SUPPLIED DATA:
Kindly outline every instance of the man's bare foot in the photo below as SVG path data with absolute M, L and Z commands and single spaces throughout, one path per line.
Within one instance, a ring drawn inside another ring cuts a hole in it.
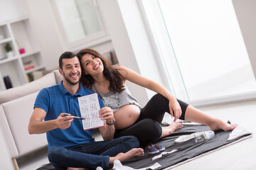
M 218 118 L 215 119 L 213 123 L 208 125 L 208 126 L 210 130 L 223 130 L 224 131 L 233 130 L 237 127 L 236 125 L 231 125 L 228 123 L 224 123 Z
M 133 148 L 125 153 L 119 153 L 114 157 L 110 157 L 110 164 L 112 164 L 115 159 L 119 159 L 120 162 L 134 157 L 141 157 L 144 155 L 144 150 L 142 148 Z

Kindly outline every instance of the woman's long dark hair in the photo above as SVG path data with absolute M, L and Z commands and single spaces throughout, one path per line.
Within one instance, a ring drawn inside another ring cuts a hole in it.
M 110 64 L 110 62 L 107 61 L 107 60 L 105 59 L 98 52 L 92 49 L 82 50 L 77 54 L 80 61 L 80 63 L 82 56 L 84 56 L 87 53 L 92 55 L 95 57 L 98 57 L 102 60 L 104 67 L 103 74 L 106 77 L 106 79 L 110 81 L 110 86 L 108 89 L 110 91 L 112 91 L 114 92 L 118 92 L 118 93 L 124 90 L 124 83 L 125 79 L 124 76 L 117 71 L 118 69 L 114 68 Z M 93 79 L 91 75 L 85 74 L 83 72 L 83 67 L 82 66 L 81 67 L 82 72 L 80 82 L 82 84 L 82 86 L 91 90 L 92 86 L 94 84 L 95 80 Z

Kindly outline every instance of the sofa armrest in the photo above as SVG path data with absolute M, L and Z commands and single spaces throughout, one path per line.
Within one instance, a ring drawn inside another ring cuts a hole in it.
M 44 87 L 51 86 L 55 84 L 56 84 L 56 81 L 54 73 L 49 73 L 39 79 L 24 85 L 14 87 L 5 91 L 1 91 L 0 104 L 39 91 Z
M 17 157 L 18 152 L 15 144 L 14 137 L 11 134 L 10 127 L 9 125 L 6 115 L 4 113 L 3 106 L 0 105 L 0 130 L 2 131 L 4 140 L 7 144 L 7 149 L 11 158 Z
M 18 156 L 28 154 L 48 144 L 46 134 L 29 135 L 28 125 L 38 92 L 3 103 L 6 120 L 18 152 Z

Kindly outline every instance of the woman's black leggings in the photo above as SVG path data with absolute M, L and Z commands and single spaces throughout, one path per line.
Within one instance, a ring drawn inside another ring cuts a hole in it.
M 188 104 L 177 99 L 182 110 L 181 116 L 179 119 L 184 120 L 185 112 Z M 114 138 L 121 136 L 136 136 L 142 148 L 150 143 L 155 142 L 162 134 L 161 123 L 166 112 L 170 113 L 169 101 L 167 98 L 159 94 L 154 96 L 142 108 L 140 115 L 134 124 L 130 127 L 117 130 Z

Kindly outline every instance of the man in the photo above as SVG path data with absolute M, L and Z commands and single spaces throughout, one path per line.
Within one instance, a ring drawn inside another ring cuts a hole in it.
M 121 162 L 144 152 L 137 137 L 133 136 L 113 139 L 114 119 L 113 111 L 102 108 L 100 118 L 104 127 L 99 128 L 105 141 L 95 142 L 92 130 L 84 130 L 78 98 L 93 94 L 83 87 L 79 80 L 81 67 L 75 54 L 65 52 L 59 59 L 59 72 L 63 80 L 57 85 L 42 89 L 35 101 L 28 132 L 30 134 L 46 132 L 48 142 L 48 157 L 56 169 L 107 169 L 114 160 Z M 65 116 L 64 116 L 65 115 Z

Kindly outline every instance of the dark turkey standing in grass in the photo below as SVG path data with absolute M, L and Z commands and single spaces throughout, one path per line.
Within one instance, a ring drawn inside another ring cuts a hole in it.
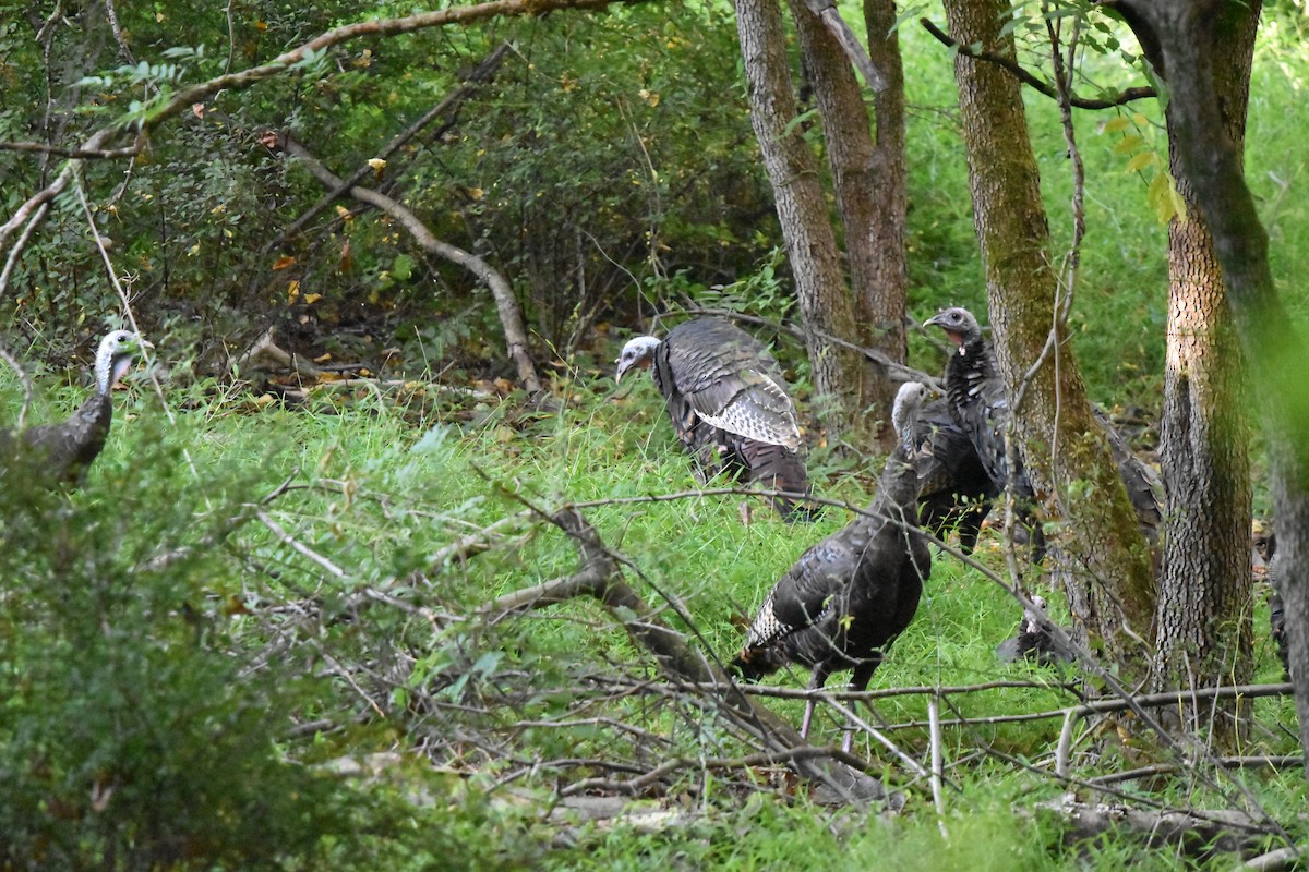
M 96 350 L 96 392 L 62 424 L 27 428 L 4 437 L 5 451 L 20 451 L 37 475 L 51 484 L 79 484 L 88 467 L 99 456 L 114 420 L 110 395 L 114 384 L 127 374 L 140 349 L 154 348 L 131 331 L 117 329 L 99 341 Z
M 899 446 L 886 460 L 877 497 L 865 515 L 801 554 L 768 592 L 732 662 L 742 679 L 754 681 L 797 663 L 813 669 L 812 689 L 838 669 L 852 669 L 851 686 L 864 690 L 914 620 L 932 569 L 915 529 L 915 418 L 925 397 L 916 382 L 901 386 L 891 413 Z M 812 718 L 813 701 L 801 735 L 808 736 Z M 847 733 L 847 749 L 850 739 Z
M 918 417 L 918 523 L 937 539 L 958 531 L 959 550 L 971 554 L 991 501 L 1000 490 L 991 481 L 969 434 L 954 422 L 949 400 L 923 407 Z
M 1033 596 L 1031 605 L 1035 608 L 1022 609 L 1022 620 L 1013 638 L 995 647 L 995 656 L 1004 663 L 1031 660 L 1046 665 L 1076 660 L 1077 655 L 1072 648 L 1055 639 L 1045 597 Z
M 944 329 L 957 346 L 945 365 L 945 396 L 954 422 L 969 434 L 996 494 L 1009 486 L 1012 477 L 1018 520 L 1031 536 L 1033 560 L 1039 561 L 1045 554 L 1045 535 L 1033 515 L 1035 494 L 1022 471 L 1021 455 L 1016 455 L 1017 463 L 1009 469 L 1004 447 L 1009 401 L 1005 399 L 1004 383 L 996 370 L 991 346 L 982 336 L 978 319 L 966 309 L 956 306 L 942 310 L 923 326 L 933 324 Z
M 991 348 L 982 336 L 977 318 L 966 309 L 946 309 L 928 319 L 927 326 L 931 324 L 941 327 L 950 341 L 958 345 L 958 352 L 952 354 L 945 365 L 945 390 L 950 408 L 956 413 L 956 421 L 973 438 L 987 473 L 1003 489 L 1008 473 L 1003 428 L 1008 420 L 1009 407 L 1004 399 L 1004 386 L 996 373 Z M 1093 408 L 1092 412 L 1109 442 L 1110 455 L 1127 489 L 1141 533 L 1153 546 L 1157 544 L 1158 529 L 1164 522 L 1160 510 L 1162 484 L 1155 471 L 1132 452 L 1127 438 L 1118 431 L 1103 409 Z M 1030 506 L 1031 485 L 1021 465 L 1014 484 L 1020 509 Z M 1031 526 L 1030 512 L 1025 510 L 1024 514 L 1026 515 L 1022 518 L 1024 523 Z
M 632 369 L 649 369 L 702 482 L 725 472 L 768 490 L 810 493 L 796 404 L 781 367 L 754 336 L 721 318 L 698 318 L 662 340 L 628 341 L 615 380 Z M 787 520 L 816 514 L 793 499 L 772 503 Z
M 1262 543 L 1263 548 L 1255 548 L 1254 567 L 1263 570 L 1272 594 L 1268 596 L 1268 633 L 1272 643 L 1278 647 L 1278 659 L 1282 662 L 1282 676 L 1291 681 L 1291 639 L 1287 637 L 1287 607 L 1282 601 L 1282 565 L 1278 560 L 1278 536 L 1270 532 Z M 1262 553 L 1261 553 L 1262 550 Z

...

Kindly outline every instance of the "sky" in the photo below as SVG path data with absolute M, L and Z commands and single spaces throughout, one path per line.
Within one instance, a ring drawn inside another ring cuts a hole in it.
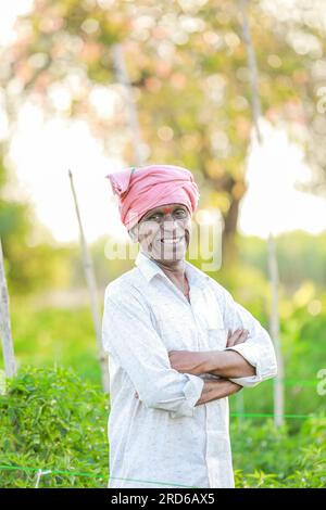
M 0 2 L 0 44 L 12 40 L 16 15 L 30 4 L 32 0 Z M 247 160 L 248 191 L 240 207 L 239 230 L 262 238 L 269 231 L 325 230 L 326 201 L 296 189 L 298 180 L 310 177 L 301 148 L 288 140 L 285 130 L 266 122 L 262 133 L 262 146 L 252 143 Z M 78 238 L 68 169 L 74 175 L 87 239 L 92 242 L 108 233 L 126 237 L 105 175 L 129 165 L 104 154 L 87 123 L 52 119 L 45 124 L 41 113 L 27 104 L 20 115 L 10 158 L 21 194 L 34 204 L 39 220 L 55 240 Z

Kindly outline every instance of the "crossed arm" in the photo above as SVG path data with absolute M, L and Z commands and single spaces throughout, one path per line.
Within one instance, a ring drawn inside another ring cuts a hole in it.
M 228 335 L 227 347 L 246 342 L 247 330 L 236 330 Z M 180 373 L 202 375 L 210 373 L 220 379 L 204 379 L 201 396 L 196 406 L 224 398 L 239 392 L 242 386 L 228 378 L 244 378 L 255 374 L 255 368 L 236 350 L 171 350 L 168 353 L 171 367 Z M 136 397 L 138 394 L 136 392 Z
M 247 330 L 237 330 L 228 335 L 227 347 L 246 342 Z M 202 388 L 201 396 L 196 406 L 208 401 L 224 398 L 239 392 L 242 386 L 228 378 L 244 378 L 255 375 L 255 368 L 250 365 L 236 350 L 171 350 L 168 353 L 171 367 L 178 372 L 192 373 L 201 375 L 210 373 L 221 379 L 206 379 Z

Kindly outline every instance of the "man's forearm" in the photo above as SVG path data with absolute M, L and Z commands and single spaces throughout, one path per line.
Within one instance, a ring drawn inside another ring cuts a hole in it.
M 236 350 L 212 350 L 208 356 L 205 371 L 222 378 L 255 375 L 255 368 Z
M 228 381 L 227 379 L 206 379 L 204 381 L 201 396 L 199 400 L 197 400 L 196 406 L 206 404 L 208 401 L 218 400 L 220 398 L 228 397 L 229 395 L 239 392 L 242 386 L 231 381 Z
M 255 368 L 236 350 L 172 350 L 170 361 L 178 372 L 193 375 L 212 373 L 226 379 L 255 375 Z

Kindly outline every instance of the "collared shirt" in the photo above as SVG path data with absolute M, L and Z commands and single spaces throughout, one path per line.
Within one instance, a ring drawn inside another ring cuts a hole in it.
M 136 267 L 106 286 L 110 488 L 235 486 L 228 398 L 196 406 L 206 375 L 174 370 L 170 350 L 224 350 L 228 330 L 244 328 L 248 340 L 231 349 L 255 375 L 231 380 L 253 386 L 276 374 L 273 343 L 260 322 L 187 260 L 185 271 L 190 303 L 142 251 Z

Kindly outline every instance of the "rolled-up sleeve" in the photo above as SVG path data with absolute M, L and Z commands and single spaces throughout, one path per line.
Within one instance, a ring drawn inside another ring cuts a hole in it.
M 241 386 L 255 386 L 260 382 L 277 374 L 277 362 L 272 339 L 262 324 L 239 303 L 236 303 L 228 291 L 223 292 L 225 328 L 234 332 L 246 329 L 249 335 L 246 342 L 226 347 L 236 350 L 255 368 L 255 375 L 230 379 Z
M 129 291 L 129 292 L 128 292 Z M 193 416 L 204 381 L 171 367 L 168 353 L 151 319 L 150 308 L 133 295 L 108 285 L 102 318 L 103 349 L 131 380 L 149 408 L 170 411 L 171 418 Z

...

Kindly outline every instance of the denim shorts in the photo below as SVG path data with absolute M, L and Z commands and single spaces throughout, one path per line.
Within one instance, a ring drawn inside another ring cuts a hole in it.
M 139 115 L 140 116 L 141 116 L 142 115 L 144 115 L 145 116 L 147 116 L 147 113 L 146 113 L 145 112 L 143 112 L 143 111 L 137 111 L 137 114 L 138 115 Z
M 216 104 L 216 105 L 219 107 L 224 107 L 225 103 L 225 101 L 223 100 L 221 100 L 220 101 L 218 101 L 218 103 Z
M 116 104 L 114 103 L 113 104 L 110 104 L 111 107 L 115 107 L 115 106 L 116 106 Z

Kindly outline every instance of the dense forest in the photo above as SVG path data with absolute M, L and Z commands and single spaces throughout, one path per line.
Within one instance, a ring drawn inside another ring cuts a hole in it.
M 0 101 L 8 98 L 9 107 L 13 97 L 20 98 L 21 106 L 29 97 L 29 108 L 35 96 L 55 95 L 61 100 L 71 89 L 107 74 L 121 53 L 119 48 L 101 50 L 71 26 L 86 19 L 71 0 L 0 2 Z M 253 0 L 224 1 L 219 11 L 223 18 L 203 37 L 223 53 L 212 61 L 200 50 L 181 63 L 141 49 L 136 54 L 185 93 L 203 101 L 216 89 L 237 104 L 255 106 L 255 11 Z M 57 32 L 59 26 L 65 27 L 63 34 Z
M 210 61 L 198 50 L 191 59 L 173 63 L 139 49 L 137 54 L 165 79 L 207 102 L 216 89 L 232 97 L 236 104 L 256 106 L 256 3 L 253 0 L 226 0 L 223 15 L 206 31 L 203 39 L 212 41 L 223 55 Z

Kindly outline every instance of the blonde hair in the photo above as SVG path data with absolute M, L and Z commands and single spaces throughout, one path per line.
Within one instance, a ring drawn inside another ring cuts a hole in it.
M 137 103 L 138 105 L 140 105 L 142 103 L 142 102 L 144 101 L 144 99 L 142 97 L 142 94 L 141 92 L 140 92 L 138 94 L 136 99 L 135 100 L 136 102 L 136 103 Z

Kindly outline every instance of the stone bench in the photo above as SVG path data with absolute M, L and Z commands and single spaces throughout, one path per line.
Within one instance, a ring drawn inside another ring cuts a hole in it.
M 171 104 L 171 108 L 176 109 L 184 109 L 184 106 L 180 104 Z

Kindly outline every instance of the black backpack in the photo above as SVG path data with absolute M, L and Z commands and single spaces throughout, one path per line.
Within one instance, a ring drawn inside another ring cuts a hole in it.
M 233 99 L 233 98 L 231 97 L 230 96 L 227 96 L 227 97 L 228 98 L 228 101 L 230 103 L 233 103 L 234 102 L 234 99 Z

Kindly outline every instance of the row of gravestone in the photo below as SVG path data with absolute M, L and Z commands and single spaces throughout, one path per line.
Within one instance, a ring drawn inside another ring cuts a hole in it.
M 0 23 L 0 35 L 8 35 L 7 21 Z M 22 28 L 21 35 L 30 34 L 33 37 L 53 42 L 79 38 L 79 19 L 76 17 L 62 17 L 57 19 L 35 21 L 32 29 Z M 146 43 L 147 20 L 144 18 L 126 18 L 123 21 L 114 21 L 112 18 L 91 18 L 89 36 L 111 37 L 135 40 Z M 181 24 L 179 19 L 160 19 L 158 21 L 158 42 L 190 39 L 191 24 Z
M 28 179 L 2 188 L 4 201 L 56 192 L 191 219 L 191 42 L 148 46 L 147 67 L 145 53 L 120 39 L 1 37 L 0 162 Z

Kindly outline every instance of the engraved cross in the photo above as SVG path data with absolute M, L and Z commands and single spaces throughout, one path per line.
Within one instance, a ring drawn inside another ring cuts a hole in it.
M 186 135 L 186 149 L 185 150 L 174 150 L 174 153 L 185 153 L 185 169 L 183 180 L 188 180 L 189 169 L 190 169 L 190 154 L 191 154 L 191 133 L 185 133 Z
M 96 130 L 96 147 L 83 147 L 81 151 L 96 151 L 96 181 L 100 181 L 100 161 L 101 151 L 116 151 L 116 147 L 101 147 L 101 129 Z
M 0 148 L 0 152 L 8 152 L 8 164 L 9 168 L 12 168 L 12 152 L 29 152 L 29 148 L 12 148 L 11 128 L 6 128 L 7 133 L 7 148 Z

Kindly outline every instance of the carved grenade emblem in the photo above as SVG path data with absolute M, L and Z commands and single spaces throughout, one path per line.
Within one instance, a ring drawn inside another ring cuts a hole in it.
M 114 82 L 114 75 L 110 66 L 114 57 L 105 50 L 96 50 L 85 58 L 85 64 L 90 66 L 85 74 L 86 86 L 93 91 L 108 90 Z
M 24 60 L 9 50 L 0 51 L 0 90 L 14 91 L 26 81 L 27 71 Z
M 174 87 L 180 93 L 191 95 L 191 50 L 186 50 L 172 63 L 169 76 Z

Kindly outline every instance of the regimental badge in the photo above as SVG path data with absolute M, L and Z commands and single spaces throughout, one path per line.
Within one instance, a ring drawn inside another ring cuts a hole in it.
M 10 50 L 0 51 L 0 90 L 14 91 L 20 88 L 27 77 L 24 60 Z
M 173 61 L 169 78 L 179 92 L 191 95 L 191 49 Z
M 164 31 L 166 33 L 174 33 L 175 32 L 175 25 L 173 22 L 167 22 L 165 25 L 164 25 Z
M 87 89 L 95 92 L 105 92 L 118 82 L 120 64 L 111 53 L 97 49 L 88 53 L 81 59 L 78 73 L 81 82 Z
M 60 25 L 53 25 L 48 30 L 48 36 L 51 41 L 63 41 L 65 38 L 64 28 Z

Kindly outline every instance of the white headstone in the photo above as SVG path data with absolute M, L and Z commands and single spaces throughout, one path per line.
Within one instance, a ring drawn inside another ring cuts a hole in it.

WRITTEN PROBLEM: Copy the lines from the one holding "Kindly outline every instance of the denim" through the one holding "M 216 104 L", inclusive, changing "denim shorts" to "cargo shorts" and leaving everything else as it is.

THE ANSWER:
Kindly outline every instance of the cargo shorts in the photo below as SVG path data with absolute M, L and Z commands and single spaces throughout, one path per line.
Within one instance, a ring drawn inside another ring cuts a hole in it.
M 139 115 L 140 116 L 141 116 L 142 115 L 144 115 L 145 116 L 147 116 L 147 113 L 146 113 L 145 112 L 143 112 L 143 111 L 137 111 L 137 114 L 138 115 Z
M 216 104 L 216 105 L 219 107 L 224 107 L 225 103 L 225 101 L 223 100 L 221 100 L 220 101 L 218 101 L 218 103 Z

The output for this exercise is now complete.